SUPPLIED TEXT:
<<<<

UK Foreign Secretary Jeremy Hunt visits Saudi Arabia and the United Arab Emirates (UAE) on Monday to press for an end to the war in Yemen and to call on Saudi leaders to cooperate with an investigation into the murder of journalist Jamal Khashoggi.
The visit comes at a time when Riyadh, already under scrutiny for civilian deaths in Yemen air raids, is facing global criticism and potential sanctions over the murder of Khashoggi at its Istanbul consulate on October 2.
The United Kingdom has called for a “credible” investigation into Khashoggi’s killing and has pushed for new action at the UN Security Council to try to end hostilities in Yemen and find a political solution to the war there.
“The human cost of war in Yemen is incalculable: With millions displaced, famine and disease rife, and years of bloodshed, the only solution is now a political decision to set aside arms and pursue peace,” Hunt said in a statement.

>>>>

PROVIDED DATA:
<<<<

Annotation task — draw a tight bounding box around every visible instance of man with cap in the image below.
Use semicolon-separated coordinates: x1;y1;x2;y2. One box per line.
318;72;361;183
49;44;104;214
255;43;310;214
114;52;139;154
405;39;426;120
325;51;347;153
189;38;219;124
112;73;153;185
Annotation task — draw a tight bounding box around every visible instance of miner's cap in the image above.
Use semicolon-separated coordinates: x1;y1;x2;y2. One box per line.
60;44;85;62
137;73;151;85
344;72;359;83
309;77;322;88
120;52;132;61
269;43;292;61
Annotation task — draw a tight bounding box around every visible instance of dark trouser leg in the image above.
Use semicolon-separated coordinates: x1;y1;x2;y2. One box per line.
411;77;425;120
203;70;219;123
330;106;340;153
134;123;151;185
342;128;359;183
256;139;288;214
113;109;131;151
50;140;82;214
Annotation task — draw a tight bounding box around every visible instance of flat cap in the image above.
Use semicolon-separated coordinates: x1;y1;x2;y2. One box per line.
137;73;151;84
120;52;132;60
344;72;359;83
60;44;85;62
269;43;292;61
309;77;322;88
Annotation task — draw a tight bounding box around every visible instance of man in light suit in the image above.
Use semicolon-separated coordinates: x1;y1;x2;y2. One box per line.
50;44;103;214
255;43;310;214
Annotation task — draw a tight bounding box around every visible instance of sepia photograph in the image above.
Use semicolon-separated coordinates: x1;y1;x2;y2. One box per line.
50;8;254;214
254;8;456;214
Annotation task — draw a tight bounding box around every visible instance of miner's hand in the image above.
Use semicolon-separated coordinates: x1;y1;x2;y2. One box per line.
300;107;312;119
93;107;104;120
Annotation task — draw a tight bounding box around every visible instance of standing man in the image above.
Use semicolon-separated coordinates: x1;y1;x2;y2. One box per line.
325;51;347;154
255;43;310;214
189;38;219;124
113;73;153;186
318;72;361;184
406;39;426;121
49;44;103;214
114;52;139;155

>>>>

LIST OF TASKS:
a – Using the passage on Hunt's Gulf visit, decide whether each statement agrees with it, answering yes or no and quoting the words that decide it: (i) Khashoggi was murdered at the Saudi consulate in Istanbul on October 2; (ii) Hunt's trip includes a stop in Qatar; (iii) the United Kingdom has pushed for new action at the UN Security Council on Yemen.
b – Carry on the passage on Hunt's Gulf visit from the point where it stops.
You won't need the rows.

YOUR RESPONSES:
a –
(i) Yes: "the murder of Khashoggi at its Istanbul consulate on October 2"
(ii) No: "visits Saudi Arabia and the United Arab Emirates (UAE) on Monday"
(iii) Yes: "has pushed for new action at the UN Security Council to try to end hostilities in Yemen"

b –
“So today I am travelling to the Gulf to demand that all sides commit to this process.”
Hunt’s comments come as Saudi-Emirati backed forces intensified fighting against the Houthi rebels for control of the strategic port city of Hodeidah.
Bessma Momani, a professor at Canada’s University of Waterloo, noted that 80 percent of all food and medicine comes through the key port and the fighting threatens to cut off those much-needed supplies.
“What we’re seeing from the Saudis and Emiratis is to really recapture Hodeidah before potential peace talks that are scheduled for the end of the year. That’s the strategy overall, but of course it comes at an enormous cost to civilians,” Momani told Al Jazeera.
The UK’s foreign ministry said Hunt would meet Saudi Arabia’s King Salman, Crown Prince Mohammed bin Salman, Abu Dhabi Crown Prince Sheikh Mohammed bin Zayed Al Nahyan, Saudi Foreign Minister Adel al-Jubeir, Yemeni Vice President Ali Mohsen and Foreign Minister Khaled Al Yamani.
Hunt, the first British minister to visit Saudi Arabia since Khashoggi’s murder, will also call on the Saudi authorities to do more to deliver justice and accountability for his family.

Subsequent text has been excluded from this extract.